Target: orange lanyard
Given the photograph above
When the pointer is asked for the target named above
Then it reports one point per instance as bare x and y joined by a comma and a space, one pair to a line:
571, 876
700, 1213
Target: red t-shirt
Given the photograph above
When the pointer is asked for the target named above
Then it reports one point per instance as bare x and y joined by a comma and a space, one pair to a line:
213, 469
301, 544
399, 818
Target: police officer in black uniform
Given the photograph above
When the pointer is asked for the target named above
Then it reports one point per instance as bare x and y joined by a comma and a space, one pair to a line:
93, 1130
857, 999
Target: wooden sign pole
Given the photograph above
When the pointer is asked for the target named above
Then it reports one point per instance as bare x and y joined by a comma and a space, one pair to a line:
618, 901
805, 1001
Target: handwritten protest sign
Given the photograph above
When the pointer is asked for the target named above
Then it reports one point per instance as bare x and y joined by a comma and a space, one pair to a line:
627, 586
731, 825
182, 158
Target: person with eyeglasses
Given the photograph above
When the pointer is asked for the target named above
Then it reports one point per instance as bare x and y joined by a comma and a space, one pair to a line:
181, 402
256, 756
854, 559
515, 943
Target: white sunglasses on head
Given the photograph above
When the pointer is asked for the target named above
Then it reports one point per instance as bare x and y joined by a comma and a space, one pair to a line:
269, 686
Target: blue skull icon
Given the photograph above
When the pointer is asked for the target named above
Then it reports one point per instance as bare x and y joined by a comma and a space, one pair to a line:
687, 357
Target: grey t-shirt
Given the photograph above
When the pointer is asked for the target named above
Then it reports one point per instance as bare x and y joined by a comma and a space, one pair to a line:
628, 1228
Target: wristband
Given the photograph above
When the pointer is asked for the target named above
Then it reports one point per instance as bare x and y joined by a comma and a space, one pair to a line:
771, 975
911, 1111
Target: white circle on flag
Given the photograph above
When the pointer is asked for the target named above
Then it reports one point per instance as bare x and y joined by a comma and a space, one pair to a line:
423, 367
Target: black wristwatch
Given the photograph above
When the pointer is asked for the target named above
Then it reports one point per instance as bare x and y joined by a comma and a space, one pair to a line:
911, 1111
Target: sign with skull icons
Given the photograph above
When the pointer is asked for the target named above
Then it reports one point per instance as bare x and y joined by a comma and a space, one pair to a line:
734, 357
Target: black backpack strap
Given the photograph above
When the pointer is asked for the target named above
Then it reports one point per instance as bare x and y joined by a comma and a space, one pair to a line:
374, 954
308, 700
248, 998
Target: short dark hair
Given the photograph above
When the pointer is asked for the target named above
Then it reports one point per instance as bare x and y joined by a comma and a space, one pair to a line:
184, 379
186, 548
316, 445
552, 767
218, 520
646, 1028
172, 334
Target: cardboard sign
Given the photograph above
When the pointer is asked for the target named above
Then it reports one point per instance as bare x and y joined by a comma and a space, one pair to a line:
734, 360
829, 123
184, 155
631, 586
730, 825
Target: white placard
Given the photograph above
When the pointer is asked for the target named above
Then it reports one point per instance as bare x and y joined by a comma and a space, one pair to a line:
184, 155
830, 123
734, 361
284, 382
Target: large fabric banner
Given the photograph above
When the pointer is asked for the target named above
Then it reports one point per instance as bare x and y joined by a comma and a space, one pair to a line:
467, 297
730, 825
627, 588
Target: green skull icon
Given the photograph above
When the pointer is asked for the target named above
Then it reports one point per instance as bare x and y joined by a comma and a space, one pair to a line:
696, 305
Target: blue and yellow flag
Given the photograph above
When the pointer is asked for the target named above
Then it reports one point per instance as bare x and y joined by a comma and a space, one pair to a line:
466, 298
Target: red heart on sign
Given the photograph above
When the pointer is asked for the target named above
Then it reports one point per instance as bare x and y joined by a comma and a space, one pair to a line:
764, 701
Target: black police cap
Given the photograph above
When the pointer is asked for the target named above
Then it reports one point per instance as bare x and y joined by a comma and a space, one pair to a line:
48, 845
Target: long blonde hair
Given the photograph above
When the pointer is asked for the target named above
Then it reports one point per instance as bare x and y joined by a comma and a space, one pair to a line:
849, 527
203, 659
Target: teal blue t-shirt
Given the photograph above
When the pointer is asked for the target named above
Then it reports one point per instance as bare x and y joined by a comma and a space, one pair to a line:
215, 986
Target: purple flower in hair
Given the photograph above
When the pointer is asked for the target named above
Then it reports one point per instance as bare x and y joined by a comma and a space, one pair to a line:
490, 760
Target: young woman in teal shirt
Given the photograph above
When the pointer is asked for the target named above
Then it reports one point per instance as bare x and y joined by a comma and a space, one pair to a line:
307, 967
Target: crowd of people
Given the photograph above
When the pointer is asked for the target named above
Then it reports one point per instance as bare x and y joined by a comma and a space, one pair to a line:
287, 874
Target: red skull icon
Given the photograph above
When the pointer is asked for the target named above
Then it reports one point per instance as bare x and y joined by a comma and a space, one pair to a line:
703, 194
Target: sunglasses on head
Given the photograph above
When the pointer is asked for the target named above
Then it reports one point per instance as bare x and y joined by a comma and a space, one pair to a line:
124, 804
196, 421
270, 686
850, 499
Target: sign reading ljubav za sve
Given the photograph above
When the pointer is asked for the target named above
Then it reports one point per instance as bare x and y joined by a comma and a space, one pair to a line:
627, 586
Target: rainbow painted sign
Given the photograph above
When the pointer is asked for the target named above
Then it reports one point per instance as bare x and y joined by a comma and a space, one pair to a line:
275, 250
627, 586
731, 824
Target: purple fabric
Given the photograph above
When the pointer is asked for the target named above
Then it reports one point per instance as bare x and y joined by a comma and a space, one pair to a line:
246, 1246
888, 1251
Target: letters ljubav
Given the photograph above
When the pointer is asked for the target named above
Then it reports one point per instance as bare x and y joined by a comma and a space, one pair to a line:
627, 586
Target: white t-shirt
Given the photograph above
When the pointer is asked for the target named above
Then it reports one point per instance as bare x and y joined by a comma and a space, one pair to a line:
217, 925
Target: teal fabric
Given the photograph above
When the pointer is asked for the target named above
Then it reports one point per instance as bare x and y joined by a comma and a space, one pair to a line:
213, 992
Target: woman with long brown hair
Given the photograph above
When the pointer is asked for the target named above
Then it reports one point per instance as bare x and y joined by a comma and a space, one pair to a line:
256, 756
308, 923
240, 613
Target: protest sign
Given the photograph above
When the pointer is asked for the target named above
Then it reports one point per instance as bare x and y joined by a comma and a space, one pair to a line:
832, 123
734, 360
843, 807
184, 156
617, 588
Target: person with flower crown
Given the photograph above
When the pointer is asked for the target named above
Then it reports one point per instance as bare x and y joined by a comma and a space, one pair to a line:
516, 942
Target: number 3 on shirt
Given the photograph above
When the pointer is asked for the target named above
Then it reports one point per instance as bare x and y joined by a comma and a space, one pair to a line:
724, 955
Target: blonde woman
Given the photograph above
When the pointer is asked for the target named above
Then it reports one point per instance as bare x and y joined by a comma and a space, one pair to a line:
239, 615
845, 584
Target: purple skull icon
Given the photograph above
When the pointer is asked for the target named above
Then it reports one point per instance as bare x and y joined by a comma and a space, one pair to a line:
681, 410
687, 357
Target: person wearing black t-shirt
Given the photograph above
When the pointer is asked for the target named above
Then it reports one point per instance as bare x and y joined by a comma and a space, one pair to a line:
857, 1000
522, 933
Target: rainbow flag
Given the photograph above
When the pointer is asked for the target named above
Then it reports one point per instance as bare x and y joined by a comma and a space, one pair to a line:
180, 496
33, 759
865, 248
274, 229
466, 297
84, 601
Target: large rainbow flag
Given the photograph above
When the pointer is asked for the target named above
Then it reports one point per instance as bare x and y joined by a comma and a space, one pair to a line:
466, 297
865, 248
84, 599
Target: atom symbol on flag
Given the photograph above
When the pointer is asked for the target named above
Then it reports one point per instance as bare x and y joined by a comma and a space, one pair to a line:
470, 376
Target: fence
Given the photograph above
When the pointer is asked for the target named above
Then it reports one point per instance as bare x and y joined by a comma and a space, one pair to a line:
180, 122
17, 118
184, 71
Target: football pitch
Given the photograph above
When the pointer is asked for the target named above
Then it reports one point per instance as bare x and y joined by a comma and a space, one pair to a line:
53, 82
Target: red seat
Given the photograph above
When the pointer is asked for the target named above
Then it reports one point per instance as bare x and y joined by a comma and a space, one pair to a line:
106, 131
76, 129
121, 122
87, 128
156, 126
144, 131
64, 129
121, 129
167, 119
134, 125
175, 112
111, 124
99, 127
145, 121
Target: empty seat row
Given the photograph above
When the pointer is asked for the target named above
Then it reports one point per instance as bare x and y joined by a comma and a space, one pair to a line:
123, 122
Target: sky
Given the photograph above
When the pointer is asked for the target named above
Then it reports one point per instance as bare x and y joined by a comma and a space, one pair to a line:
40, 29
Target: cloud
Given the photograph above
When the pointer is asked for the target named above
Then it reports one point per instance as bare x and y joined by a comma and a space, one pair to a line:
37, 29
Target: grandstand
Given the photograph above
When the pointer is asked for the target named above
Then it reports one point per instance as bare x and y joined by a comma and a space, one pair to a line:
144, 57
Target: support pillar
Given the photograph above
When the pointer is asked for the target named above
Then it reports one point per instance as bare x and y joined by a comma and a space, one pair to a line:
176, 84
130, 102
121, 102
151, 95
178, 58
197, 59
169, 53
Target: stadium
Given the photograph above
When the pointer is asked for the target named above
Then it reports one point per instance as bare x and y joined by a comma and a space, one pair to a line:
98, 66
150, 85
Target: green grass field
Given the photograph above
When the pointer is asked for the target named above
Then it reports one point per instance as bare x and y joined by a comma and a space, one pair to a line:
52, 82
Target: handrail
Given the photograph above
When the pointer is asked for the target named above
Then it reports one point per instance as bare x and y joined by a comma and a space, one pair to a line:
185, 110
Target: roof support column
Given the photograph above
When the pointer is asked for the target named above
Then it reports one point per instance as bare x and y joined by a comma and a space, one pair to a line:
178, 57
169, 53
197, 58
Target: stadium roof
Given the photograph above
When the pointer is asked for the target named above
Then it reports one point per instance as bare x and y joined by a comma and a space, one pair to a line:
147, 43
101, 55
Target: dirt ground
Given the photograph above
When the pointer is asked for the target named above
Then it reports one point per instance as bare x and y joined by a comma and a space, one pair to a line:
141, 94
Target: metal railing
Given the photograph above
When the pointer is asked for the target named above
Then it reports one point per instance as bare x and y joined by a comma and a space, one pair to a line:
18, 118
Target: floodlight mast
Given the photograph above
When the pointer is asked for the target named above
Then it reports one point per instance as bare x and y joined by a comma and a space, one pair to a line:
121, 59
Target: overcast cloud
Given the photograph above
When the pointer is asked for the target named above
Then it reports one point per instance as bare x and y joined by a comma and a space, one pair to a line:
====
> _PROBLEM TO WORK ON_: Write the number of lines in the data above that contain the word "flag", and add nothing to it.

> _EXPECTED OUTPUT_: 5